● Assignment:
One exact copy of the listing is needed. It should contain no pictures.
Segment Open
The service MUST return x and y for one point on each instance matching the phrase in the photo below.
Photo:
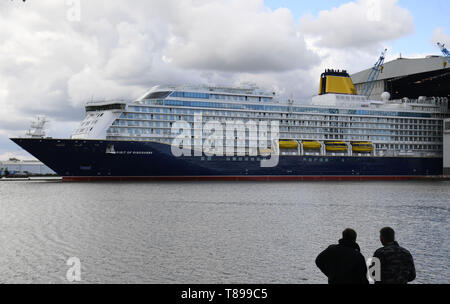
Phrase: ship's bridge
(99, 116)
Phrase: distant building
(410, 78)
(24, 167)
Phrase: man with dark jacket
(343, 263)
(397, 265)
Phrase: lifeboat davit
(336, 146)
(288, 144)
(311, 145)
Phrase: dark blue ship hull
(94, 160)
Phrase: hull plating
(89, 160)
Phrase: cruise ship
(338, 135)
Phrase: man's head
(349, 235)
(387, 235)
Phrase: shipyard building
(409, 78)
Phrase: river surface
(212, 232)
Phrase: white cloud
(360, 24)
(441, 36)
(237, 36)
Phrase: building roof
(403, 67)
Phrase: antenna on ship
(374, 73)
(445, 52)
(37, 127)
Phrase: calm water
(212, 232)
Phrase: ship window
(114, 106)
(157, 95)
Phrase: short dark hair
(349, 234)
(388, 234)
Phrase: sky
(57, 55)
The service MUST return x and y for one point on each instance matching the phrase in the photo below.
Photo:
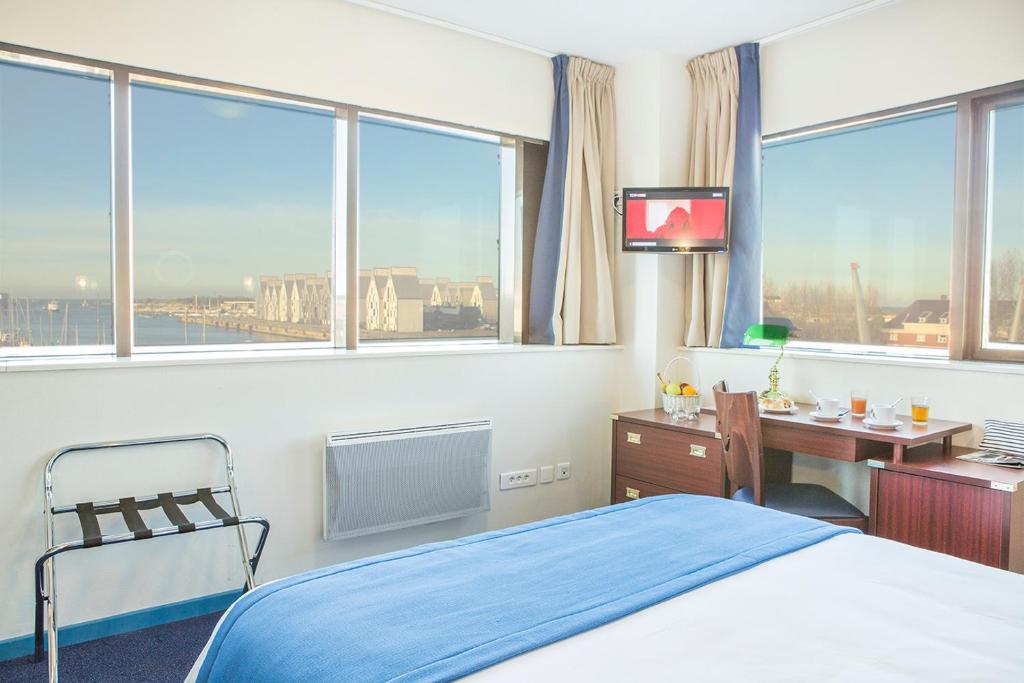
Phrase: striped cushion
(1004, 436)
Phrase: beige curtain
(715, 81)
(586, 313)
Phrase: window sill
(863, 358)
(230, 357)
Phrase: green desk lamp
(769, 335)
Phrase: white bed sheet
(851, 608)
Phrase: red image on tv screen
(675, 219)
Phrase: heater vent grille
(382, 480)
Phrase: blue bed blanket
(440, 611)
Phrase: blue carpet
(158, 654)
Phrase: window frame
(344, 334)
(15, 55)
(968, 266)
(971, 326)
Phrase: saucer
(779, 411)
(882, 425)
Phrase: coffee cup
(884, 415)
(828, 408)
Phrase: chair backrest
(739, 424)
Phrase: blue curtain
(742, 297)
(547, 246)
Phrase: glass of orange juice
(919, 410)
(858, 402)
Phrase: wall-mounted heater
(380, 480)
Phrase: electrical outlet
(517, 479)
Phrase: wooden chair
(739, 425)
Segment Closed
● Answer to this exercise:
The service MUST return x and y for one point on each instance matching the phrase in the photo below.
Photo:
Phrase: ship's bridge
(99, 116)
Phrase: distant building
(410, 78)
(24, 167)
Phrase: man with dark jacket
(343, 263)
(397, 265)
Phrase: lifeboat davit
(336, 146)
(288, 144)
(311, 145)
Phrase: dark blue ship hull
(94, 160)
Phrase: hull plating
(89, 160)
Phrase: cruise ship
(338, 135)
Phrase: man's head
(349, 235)
(387, 235)
Phrase: shipyard building
(409, 78)
Phrase: river surface
(212, 232)
Phrase: white cloud
(360, 24)
(441, 36)
(237, 36)
Phrase: building roof
(403, 67)
Phrase: antenna on ship
(374, 73)
(445, 52)
(37, 127)
Phrase: calm water
(212, 232)
Phrase: ship window
(114, 106)
(157, 95)
Phrase: short dark hair
(349, 234)
(388, 234)
Phrase: sky
(57, 55)
The service MUST return x and y for one point on each instance matching the phrase in the photo below.
Photo:
Phrase: striped cushion
(1004, 436)
Phrase: beige curtain
(715, 81)
(586, 313)
Phrase: window sill
(863, 358)
(230, 357)
Phrase: green desk lamp
(769, 335)
Phrase: white bed sheet
(851, 608)
Phrase: red image on tv screen
(675, 219)
Phrase: heater vent grille
(382, 480)
Phrase: blue bed blanket
(440, 611)
Phrase: blue carpet
(158, 654)
Phrase: window frame
(344, 334)
(15, 55)
(968, 266)
(971, 326)
Phrase: saucer
(779, 411)
(882, 425)
Phrase: coffee cup
(884, 415)
(828, 408)
Phrase: chair backrest
(739, 424)
Phrase: blue curtain
(742, 297)
(547, 246)
Phrase: glass of orange juice
(919, 410)
(858, 402)
Phrase: wall-mounted heater
(380, 480)
Phrase: electrical outlet
(517, 479)
Phrase: wooden chair
(739, 425)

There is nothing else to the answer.